Aşağıdaki tarımsal üretici örgütleriyle ilgili metni son cümlesinden sonra sürdürün.
═════ Verilen metin
Devlet tarafından yapılan destekleme ödemeleri mutlaka örgütler aracılığıyla yapılmalıdır. Üretici örgütlerinin birtakım giderleri devlet tarafından sübvanse edilerek dolaylı yoldan üretici desteklenmelidir. Vergilendirme konusunda uygulanacak muafiyetler ve istisnalarla örgütlere gelir sağlanabilir.

Tarımsal örgütler çalışma konularına giren ürünleri toplamalı ve ön işlemesini yapmalı, detaylı işleme, pazarlama ve çeşitlendirme işlemleri özel sektör tarafından yapılmalıdır. Böylece özel sektör ve üretici örgütü rakip olmak yerine birbirini tamamlayan bir yapı sağlanabilir. Ayrıca üretici örgütleri de gelirlerini artırma ve mensuplarına daha iyi hizmet verebilme şansını yakalamış olurlar.

Tüm bu sorunların varlığı dikkate alınarak yapılan araştırma Uşak’ta faaliyet gösteren tarımsal üretici örgütlerinin mevcut durumunun, üreticilerin örgütlenme bilincinin ve düşüncelerinin ortaya konulması, sorunları bilme durumlarının ve çözüm önerilerinin tespit

149

edilmeye çalışılması amacıyla yapılmıştır. Ayrıca yapılan araştırma ile ülke genelindeki tarımsal üretici örgütlenmesinin mevcut durumu incelenmiş ve yukarıda sayılan tarımsal üretici örgütlerinin sorunlarına çözüm önerileri geliştirmek amaçlanmıştır.
══════════
═════ Çıkarılan kayıtlar
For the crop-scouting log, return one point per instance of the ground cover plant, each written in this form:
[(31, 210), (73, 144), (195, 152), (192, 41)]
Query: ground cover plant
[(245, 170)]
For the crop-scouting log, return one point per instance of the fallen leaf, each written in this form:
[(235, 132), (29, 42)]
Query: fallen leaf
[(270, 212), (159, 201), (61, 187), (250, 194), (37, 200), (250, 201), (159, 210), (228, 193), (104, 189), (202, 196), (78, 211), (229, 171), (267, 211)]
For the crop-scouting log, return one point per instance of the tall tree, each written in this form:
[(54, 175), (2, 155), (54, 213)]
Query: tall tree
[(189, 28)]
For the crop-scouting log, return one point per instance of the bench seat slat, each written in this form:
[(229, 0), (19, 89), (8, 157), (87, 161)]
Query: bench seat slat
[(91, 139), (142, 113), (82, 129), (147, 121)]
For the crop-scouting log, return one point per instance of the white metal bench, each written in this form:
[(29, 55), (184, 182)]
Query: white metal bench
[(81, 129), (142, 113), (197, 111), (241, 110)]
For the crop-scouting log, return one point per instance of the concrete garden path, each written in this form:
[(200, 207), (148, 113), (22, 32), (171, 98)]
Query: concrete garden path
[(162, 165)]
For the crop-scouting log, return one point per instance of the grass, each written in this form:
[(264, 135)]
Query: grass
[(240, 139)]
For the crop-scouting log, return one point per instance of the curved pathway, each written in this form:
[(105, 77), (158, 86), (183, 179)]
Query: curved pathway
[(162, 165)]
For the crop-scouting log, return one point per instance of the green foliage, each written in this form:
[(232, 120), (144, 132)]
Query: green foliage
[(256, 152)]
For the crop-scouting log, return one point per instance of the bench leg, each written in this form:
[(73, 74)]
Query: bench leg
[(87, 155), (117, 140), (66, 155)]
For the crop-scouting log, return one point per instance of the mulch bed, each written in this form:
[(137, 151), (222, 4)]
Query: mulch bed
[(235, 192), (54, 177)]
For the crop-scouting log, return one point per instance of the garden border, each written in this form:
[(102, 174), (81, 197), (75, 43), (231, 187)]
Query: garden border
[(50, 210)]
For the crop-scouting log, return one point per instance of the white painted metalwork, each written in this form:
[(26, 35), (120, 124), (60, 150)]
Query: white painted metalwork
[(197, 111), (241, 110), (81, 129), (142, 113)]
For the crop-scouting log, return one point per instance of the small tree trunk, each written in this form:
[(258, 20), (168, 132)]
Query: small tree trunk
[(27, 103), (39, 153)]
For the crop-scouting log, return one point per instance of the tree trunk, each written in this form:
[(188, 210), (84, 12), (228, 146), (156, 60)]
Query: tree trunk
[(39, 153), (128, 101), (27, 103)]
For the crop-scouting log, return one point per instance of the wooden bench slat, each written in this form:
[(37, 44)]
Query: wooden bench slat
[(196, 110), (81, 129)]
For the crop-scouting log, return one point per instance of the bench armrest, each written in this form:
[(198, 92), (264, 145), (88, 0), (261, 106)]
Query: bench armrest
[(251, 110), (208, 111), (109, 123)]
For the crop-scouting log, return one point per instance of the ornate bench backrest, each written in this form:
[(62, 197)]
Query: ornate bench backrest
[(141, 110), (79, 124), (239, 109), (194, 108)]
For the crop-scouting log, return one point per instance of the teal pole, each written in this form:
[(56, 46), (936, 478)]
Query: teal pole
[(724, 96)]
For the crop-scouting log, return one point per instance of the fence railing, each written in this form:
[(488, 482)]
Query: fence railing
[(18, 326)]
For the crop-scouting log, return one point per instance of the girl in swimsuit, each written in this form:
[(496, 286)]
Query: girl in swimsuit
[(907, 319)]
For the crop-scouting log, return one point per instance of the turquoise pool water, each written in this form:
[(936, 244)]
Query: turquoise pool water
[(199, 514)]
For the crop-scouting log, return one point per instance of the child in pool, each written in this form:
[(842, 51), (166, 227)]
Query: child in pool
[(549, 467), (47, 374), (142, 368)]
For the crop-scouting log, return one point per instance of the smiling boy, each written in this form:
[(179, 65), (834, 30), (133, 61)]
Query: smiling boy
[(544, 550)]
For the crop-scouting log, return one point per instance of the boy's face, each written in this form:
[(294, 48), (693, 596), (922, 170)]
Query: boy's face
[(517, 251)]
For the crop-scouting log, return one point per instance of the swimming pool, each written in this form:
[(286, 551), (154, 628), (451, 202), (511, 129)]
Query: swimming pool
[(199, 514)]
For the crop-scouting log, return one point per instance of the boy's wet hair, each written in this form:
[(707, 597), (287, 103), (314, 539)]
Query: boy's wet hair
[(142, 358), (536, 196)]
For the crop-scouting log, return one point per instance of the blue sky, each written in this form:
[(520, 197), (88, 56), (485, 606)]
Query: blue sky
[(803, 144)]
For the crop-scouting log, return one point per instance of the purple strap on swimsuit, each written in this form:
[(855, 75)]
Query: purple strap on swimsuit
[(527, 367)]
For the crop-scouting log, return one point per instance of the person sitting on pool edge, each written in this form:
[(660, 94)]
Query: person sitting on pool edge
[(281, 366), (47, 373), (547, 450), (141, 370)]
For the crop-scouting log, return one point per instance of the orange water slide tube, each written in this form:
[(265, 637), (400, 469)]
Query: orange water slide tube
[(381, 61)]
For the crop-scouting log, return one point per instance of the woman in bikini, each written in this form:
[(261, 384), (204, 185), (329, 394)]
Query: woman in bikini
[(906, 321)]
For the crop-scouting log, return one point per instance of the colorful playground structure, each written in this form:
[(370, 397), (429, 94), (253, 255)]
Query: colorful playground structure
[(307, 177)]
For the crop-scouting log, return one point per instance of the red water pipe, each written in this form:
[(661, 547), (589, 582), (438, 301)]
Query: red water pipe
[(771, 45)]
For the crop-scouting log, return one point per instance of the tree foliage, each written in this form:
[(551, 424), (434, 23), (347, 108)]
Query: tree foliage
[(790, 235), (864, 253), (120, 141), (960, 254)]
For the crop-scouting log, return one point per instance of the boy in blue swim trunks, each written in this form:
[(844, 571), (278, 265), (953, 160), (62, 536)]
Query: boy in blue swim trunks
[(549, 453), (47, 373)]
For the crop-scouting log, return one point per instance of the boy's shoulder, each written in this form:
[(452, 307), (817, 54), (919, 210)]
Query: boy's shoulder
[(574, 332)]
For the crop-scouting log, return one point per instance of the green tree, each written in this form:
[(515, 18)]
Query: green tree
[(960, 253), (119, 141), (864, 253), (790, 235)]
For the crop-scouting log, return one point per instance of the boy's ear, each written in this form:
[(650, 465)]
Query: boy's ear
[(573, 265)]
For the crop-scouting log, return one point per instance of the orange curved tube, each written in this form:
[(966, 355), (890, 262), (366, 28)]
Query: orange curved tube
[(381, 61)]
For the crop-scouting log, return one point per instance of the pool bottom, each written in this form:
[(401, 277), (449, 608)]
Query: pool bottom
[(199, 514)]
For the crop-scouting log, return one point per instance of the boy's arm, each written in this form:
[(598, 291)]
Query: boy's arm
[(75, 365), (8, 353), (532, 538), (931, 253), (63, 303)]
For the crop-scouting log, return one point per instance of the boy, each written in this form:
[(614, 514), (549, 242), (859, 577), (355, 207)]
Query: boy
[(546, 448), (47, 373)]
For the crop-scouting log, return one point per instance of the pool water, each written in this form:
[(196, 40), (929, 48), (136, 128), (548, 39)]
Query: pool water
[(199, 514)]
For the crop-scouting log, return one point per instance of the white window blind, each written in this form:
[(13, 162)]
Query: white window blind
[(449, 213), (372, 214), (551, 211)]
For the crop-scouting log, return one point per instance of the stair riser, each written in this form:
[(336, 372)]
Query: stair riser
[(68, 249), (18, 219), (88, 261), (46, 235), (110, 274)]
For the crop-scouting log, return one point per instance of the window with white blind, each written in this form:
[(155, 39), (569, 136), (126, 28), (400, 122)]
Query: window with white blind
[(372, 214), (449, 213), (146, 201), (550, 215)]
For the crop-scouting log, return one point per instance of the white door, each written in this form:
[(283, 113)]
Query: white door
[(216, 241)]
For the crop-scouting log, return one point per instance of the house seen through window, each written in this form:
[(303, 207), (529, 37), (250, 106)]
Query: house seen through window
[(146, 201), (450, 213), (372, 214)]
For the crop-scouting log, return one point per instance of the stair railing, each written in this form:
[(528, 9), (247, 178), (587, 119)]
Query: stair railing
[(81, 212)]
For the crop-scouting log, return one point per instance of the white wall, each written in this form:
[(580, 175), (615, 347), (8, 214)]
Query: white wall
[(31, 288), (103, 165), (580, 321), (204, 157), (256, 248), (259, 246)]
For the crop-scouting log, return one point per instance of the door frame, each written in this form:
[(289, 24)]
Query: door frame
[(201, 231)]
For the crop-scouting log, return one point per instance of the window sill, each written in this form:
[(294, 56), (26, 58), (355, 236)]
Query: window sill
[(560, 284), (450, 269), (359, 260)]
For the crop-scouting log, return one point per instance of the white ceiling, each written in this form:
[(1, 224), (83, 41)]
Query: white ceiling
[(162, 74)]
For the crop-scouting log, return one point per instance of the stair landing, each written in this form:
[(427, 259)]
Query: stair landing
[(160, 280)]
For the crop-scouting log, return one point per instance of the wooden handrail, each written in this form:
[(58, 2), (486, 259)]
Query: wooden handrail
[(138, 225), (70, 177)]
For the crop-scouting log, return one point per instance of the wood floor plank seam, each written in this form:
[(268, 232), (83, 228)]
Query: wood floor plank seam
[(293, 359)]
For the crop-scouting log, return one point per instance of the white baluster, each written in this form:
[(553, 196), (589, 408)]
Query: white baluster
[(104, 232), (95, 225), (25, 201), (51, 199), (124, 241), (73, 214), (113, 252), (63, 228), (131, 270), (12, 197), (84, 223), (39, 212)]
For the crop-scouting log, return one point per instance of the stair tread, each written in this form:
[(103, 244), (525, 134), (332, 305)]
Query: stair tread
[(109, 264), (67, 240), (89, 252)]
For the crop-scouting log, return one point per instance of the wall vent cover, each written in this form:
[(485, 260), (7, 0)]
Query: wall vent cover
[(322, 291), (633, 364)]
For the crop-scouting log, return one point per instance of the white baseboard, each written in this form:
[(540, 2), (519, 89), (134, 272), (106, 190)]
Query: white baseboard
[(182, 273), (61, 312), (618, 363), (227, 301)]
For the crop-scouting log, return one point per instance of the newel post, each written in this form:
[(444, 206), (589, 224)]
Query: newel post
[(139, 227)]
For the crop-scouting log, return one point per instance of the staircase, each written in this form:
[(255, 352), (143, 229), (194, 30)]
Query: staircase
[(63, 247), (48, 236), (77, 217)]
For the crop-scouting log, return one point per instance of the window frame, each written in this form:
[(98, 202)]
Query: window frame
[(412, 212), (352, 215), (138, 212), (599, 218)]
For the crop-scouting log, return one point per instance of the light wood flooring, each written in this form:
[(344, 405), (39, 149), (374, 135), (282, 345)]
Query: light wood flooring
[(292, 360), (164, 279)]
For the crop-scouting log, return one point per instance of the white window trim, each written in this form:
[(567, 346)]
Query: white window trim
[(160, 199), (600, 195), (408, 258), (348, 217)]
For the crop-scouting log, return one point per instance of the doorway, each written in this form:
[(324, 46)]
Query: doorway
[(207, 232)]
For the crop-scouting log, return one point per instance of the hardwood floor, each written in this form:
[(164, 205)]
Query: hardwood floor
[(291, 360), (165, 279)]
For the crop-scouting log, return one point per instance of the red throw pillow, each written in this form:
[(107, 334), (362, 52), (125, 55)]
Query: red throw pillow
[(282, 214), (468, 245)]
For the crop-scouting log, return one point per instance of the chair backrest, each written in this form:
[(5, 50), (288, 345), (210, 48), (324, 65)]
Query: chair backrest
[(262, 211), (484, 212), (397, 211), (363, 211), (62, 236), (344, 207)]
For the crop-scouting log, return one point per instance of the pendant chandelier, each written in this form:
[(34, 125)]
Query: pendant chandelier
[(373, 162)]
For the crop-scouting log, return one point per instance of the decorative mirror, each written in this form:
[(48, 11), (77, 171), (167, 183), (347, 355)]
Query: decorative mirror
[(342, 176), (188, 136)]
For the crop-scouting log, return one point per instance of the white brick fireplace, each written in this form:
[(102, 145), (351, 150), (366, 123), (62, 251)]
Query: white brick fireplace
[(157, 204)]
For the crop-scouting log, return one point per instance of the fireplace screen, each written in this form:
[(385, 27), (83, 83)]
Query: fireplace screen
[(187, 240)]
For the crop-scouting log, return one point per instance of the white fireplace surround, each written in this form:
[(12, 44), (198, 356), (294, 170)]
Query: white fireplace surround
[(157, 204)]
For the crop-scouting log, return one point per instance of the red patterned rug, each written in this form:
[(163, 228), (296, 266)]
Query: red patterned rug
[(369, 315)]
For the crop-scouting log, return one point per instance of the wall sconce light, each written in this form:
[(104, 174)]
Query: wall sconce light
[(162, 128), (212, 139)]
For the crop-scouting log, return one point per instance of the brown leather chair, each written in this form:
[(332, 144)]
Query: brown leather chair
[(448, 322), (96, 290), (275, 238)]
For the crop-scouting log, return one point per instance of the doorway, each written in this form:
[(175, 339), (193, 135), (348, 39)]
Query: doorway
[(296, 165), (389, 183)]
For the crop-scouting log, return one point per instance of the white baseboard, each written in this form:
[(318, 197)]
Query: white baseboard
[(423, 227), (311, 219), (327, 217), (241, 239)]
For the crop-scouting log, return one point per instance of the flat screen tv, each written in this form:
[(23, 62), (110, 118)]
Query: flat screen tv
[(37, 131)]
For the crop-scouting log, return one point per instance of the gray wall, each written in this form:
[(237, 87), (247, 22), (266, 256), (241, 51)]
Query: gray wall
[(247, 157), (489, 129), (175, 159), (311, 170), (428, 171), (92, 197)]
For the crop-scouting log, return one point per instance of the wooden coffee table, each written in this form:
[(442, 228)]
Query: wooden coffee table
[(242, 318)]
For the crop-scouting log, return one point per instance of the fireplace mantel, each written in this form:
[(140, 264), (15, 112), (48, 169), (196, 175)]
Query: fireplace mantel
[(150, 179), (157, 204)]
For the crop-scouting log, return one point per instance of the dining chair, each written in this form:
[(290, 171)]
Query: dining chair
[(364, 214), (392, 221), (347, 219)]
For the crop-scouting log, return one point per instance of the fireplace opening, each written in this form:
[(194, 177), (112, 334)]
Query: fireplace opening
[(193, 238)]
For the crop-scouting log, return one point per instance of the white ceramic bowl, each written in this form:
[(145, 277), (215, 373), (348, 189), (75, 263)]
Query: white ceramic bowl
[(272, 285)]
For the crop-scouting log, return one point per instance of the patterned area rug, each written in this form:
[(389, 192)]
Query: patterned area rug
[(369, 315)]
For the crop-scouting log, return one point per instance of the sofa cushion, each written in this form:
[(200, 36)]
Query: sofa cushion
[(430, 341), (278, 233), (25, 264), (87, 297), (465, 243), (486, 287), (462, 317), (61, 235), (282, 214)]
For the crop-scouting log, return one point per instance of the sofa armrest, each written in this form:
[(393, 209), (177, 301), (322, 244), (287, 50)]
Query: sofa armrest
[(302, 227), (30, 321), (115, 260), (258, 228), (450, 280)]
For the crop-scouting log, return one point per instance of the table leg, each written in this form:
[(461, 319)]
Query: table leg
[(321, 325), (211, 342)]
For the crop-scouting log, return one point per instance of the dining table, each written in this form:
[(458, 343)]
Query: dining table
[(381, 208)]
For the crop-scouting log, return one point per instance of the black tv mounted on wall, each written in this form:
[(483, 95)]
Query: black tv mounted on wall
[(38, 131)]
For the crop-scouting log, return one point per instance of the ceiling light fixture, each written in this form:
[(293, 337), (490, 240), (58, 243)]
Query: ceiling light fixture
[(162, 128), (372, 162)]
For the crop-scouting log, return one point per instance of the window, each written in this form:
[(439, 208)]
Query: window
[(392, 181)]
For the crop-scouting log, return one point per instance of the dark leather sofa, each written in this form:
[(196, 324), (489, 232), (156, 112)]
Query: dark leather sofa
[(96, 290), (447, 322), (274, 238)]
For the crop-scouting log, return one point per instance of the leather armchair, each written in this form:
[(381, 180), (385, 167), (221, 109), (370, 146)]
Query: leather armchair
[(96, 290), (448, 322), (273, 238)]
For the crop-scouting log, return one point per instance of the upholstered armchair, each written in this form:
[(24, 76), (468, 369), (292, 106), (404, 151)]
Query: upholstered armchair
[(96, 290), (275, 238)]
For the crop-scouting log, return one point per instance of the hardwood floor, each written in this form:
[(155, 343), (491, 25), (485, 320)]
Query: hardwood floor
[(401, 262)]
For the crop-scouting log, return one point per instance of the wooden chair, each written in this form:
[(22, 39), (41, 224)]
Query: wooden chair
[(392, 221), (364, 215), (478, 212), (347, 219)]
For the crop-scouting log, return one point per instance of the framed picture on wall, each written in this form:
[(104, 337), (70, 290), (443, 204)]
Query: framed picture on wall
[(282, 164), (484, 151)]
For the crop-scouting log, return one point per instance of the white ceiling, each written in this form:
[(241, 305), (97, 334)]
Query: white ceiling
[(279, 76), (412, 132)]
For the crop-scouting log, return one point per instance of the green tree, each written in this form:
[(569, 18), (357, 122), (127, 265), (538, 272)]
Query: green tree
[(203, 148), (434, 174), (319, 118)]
══════════
- Cevap -
Ülkemizde tarımsal üretimin yapıldığı kırsal kesimlerde genelde yaşlı nüfus yaşamakta, genç nüfus ise kentlerin sahip olduğu olanakların cazibesi, kaliteli eğitim ve sağlık olanaklarından faydalanma beklentisi, çocuklarına daha iyi bir gelecek hazırlama isteği nedeniyle ilçe ve il merkezlerine göç etmektedirler. Ayrıca tarımsal faaliyetlerdeki gelir yetersizliği ve sosyal güvence arayışı gibi nedenlerle üreticiler başka bir işte daha çalışmak zorunda kalmaktadırlar. Araştırma sonucuna göre Uşak’ta tarım sektöründe faaliyet gösteren üreticilerin %57,2’si 30-50 yaş arasında, %55,3’ü ilkokul mezunu ve %66,1’i tarım dışında bir işte çalışmakta ya da emeklidirler. Tarımsal alanda faaliyet gösteren genç, eğitimli üreticiler için kırsal kalkınmaya önem verilmelidir. Üreticilerin farklı bir işte çalışması sonucu meydana gelen tarımda işgücü kaybının önlenmesi için sosyal güvence sistemi gözden geçirilmeli ve üreticilerin daha fazla yararlanması sağlanmalıdır. Bu amaçla prim ödemeleri isteğe bağlı olmamalı, tarımsal üretimden yapılan çeşitli devlet kesintilerinden karşılanarak zorunlu hale getirilmelidir.

Tarımsal üretimde ailedeki tüm bireyler aynı zamanda işletmenin birer çalışanı durumunda olduklarından ailedeki birey sayısı önem kazanmaktadır. Yapılan araştırmada diğer bölgelere göre Uşak’taki üretici ailelerinin %61,9 gibi önemli bir kısmı 2-4 kişiden oluşmaktadır. Bu nedenle üretim sezonunda dışarıdan işgücü satın almak zorunda kalınmaktadır.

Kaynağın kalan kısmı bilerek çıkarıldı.